Source passage:
———

You could then either add up the raw totals, or weigh them according to how often each candidate's supporters post in these political threads.
It's funny that there this comes up in a thread that very recently linked to Bleeding Heart Libertarians*, this year's branding of the whole "liberaltarian" creature feature.
*you're getting warmer, but I'm a wascally wabbit.
Krusty's got my vote again this year.
Don't blame me, I voted for Kodos ...
I'd like to know what that amounts to in specific examples, other than the oft-noted phenomenon of hypocritical practice versus preaching on both sides**, which I don't think is what you're really talking about.
But here on BTF, as long as people answer those two questions in #1443 honestly, I doubt if you'll find too many sheep winding up among the goats, or vice versa. I can imagine a conservative (like George Romney) voting for Obama, but not the sort of conservatives who generally vote in Republican primaries these days. And I can't even begin to imagine a liberal who would vote for the party of Karl Rove and the Koch Brothers under any circumstances.
**tightfisted liberals, philandering conservatives, etc.

———

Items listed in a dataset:
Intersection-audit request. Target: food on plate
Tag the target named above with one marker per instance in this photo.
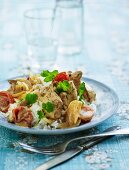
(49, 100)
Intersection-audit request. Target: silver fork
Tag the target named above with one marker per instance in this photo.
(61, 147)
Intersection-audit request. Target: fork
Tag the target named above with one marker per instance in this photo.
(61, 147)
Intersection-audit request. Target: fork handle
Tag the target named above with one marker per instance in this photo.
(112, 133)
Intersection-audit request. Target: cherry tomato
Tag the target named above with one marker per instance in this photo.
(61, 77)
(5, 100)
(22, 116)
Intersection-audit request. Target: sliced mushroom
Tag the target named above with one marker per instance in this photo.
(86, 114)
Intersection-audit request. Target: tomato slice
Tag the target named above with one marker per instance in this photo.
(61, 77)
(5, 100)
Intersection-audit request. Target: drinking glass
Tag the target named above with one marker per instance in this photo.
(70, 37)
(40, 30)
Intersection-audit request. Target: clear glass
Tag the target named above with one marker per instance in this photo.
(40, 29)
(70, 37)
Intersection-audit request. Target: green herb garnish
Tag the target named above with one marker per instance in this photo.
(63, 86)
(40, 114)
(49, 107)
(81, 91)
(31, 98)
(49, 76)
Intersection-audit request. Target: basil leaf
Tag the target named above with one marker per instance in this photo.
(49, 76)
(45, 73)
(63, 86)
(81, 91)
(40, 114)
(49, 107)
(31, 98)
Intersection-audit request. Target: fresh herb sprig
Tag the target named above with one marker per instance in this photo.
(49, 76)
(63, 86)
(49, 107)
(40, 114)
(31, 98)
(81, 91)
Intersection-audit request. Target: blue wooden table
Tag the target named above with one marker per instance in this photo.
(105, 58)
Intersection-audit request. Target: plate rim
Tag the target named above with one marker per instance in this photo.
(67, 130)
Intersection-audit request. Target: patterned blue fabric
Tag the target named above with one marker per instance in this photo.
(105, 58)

———

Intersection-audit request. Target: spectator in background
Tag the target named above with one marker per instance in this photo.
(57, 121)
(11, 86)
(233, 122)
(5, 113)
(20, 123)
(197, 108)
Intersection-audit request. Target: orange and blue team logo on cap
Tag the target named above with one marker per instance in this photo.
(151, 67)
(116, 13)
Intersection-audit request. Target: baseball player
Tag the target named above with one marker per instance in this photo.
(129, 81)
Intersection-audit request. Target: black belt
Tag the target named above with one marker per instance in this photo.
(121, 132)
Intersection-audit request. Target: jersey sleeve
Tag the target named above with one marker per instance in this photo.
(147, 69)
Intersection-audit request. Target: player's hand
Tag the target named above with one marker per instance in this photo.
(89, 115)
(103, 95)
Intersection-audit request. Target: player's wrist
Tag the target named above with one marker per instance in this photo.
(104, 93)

———

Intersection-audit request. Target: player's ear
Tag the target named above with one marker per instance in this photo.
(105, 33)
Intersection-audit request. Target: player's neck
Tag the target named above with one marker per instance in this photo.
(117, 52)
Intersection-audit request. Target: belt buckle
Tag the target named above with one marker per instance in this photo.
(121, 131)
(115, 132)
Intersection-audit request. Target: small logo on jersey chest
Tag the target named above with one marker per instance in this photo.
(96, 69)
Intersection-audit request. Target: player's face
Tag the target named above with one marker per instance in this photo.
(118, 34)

———

Work to do:
1/ In the forum excerpt, which conservative does the writer say they can imagine voting for Obama?
2/ Retype the forum excerpt from "It's funny that" to "really talking about.".
This material comes from a separate source.

Response list:
1/ George Romney

2/
It's funny that there this comes up in a thread that very recently linked to Bleeding Heart Libertarians*, this year's branding of the whole "liberaltarian" creature feature.
*you're getting warmer, but I'm a wascally wabbit.
Krusty's got my vote again this year.
Don't blame me, I voted for Kodos ...
I'd like to know what that amounts to in specific examples, other than the oft-noted phenomenon of hypocritical practice versus preaching on both sides**, which I don't think is what you're really talking about.